• _Text section_:
┏━━

The topic of this dissertation is not yet decided, but around: how to overcome the internationalization challenges faced by UK SMEs when entering the Chinese market?


Introduction, Scope and Objectives (500 – 750 words)

The introduction should ‘set the scene’ and context for your research. It should clearly identify the research topic and include a statement of the aims and objectives of the dissertation.

The Literature Review (2000 – 2500 words)

Throughout the programme you will have been encouraged to take a critical approach when reading literature. This approach should also be followed in your literature review. You should aim to do more than simply report the findings contained in journal articles, book chapters and so forth, although this is often a necessary and important task. In addition, however, you might seek to highlight the limitations or contentious aspects of particular studies (in respect of, for example, their theoretical or conceptual underpinnings, research design and interpretation of findings) or identify gaps in the literature (i.e. issues or phenomena that have not been investigated or that have received only limited attention). The latter may provide a rationale for your own study. However you organise the literature review, it should identify and discuss the key themes and contributions with which you are engaging.

Some issues have received a great deal of attention from researchers. Others have received far less attention, perhaps because their origins are relatively recent or because

they have simply been neglected. It therefore stands to reason that the number and quality of research studies that will be available to you will depend on your research topic.

Where an issue has received a lot of attention, the number of studies available to you may seem overwhelming. However, it is rarely necessary or desirable to review every single contribution to the literature. You should focus on those contributions which have been most influential or revealing and those that are most relevant to your own research.

When reading the literature, it is a very good idea to take detailed notes. This will save you time when it comes to writing the literature review. It will also enable you to more easily identify themes and issues. When making notes, you should record information about the objectives of the study, its key findings, the research methods that were used in generating those findings and the conceptual and theoretical orientation of the study (where this is apparent). As mentioned above, you should seek to develop a critical analytical perspective on these issues. You should therefore record your own views on the study (for example, what you consider its strengths, limitations and contribution to be).

Research Methods/ Methodology (1000 words)

You should provide a description of, and justification for, the research methods used in your study. Please bear in mind that you will not be expected to have developed a ‘perfect’ research design. The most important thing is that you reveal the steps you have taken in arriving at your findings. This section would include elements such as:

  •  A justification of the research design (i.e. why it should be considered appropriate, and perhaps more appropriate than alternative approaches)
  •  A description of the methods and how they have been used e.g. case study; on- line survey, secondary data analysis, in-depth literature review
  •  An analysis of the strengths and limitations of the design
  •  A discussion of the ethical implications of your research design

Literature review (LR)

The word limit for LR is around 2000- 2500 words, My original plan for the literature review format was:

  1. Describe what is internationalization,
  2. Describe the difficulties/ challenges of internationalization and entry barriers for UK SMEs.

┗━━

• _Stated problem A_: In the dissertation guide, what word count is given for the Research Methods/Methodology section?
• _Stated problem B_: Reproduce everything in the dissertation guide from "When reading the" down to "Methodology (1000 words)", with no changes.

• _Material provided_:

┏━━

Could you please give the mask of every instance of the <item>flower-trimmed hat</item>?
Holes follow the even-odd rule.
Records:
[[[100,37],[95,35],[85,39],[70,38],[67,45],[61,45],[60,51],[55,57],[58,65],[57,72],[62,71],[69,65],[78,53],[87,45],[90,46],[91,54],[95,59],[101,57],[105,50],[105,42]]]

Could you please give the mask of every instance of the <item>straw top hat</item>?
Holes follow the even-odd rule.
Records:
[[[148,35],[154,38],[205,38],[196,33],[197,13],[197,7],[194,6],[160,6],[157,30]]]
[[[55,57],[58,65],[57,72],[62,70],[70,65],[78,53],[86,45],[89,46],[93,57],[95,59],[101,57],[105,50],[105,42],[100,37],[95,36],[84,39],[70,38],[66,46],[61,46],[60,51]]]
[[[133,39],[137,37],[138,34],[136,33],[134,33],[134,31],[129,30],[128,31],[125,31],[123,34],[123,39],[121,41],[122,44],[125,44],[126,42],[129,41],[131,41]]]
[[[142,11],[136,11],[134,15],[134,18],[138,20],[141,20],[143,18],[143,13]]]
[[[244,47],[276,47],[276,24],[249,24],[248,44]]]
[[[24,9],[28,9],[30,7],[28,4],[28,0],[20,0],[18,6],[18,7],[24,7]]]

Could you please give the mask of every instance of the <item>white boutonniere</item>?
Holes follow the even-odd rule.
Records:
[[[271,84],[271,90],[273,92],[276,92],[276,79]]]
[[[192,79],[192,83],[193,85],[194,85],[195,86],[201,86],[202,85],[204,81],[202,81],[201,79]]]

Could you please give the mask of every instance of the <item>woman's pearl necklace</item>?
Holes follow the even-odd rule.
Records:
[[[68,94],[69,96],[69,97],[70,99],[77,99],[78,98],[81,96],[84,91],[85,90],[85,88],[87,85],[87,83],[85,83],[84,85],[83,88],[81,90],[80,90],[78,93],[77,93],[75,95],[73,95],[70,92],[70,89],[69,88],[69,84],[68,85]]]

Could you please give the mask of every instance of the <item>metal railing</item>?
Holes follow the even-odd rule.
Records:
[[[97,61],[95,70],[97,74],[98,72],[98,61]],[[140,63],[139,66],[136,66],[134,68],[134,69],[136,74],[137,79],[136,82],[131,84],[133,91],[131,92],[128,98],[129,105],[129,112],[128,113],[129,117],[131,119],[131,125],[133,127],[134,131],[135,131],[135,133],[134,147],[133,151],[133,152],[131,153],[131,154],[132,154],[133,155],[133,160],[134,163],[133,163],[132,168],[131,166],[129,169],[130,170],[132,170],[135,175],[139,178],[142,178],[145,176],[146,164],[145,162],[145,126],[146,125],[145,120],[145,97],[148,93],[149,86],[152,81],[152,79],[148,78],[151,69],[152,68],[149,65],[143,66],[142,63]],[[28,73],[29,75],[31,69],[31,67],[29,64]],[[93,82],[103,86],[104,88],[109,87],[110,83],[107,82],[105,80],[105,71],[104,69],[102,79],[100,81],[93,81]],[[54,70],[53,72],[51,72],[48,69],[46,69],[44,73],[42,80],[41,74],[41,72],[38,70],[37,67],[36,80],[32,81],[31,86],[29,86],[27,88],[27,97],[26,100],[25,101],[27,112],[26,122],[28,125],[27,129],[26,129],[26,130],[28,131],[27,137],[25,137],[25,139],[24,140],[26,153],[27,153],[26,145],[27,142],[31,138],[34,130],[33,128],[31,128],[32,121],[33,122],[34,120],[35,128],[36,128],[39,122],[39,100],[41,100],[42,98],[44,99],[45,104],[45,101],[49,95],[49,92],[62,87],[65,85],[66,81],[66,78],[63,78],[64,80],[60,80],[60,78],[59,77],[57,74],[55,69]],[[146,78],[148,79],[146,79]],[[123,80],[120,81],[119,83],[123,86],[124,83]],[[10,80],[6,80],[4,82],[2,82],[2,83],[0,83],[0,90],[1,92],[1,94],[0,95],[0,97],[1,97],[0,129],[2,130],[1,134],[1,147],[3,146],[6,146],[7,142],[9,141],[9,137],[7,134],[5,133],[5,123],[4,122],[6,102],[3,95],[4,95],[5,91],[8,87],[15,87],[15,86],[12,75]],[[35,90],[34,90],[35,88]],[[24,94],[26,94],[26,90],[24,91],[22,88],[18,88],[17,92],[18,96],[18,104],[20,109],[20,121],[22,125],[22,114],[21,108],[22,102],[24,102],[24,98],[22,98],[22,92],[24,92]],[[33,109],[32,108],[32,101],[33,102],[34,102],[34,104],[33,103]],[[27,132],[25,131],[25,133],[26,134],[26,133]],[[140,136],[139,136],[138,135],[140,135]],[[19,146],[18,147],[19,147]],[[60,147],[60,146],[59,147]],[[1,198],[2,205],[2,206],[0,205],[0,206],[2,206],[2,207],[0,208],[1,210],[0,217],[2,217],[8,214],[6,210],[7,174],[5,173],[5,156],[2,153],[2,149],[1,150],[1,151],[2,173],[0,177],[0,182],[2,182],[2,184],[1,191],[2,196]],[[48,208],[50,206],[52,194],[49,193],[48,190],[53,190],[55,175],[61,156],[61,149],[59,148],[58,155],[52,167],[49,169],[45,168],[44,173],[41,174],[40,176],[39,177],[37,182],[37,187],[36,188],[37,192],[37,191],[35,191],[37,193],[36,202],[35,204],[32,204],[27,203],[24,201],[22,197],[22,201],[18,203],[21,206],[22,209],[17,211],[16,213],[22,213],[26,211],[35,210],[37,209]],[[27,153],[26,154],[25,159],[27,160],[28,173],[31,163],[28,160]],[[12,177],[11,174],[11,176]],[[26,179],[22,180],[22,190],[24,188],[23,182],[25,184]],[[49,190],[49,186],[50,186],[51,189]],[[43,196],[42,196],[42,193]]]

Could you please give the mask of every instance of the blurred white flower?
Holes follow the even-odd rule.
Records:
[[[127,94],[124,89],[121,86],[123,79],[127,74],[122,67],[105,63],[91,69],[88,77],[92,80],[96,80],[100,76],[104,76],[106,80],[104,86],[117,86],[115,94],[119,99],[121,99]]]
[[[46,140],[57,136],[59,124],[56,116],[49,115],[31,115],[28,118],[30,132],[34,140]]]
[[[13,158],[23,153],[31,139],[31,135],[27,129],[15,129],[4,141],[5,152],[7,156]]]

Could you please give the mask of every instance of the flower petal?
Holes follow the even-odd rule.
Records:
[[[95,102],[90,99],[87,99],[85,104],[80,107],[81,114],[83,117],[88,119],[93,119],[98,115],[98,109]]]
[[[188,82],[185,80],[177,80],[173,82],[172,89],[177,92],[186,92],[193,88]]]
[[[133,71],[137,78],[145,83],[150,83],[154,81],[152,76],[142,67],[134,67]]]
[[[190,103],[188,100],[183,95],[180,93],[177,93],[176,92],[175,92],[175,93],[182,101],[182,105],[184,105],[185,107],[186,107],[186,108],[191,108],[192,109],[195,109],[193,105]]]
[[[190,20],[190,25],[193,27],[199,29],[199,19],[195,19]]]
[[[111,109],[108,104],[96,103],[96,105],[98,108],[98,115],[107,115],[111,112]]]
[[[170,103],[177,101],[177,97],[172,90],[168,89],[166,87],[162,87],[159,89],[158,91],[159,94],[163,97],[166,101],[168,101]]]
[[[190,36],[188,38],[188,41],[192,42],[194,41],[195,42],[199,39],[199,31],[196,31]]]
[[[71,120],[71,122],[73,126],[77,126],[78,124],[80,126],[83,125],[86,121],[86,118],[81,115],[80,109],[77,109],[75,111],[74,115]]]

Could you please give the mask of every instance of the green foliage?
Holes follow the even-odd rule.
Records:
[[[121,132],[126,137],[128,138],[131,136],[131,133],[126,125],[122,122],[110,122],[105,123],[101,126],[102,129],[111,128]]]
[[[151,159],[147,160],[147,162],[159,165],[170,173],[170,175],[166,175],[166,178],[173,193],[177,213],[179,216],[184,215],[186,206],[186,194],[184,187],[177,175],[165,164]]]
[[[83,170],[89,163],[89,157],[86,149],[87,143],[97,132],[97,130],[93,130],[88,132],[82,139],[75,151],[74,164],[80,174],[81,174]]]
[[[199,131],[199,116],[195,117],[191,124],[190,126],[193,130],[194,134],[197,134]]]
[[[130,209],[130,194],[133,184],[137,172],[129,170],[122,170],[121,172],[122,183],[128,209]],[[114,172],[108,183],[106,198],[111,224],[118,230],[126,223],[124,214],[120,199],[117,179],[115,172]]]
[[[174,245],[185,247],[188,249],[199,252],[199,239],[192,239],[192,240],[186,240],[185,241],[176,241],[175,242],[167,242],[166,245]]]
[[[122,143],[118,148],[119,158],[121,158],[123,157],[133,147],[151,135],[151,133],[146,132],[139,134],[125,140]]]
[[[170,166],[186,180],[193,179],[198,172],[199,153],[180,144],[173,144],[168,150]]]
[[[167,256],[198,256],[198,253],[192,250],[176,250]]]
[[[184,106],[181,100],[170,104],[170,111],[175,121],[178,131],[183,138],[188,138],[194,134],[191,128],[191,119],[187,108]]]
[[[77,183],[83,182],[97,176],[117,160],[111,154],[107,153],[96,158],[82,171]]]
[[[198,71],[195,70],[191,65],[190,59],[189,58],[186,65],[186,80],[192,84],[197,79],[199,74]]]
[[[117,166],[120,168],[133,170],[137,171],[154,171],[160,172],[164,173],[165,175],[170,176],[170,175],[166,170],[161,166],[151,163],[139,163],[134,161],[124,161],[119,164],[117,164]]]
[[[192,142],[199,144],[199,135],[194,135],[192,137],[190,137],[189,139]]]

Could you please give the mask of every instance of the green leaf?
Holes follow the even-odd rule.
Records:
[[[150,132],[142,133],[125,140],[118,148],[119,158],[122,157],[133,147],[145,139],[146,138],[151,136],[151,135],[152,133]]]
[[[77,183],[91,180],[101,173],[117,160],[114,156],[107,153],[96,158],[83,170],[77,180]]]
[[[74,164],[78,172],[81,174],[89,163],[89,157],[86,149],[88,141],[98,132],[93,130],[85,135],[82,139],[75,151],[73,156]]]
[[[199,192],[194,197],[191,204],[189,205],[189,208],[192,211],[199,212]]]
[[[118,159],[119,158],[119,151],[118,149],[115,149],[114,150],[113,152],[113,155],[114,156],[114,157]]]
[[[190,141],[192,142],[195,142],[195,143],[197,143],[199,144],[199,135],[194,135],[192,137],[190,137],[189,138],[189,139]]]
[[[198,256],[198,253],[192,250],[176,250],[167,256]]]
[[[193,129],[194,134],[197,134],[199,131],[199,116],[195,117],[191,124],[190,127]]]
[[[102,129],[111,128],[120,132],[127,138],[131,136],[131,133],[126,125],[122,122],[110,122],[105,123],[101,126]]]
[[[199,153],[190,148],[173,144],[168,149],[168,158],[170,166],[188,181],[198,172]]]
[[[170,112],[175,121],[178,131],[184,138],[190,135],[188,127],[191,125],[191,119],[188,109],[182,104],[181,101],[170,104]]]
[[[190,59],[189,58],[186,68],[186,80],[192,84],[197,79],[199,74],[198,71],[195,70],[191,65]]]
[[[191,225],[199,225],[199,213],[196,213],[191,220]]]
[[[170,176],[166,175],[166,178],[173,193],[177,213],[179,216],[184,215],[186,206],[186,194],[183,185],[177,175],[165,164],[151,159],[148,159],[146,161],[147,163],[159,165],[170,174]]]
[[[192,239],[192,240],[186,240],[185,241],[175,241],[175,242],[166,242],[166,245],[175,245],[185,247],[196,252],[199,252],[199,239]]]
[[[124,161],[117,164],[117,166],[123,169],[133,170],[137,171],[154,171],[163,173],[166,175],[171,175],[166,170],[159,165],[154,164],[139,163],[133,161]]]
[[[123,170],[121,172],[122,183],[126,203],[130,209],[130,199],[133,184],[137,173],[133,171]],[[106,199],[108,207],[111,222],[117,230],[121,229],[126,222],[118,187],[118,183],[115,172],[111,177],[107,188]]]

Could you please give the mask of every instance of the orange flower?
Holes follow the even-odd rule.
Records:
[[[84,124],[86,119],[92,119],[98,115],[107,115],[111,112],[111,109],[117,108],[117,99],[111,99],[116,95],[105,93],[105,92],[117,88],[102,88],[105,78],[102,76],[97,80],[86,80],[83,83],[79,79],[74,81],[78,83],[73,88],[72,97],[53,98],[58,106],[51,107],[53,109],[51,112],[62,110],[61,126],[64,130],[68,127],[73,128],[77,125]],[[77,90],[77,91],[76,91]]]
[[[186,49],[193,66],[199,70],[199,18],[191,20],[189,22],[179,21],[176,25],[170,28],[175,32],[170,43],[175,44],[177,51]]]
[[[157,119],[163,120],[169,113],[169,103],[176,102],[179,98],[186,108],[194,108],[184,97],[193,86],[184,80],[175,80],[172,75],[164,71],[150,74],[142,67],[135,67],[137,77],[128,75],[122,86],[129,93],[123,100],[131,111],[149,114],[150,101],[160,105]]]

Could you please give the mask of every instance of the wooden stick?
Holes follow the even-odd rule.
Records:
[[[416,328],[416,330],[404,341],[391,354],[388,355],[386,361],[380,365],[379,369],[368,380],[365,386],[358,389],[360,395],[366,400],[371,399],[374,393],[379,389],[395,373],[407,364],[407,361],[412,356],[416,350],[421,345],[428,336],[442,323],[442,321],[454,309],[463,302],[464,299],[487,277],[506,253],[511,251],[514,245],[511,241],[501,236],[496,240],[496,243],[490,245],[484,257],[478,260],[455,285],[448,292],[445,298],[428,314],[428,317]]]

┗━━

• _Worked answer A_: 1000 words

• _Worked answer B_:
When reading the literature, it is a very good idea to take detailed notes. This will save you time when it comes to writing the literature review. It will also enable you to more easily identify themes and issues. When making notes, you should record information about the objectives of the study, its key findings, the research methods that were used in generating those findings and the conceptual and theoretical orientation of the study (where this is apparent). As mentioned above, you should seek to develop a critical analytical perspective on these issues. You should therefore record your own views on the study (for example, what you consider its strengths, limitations and contribution to be).

Research Methods/ Methodology (1000 words)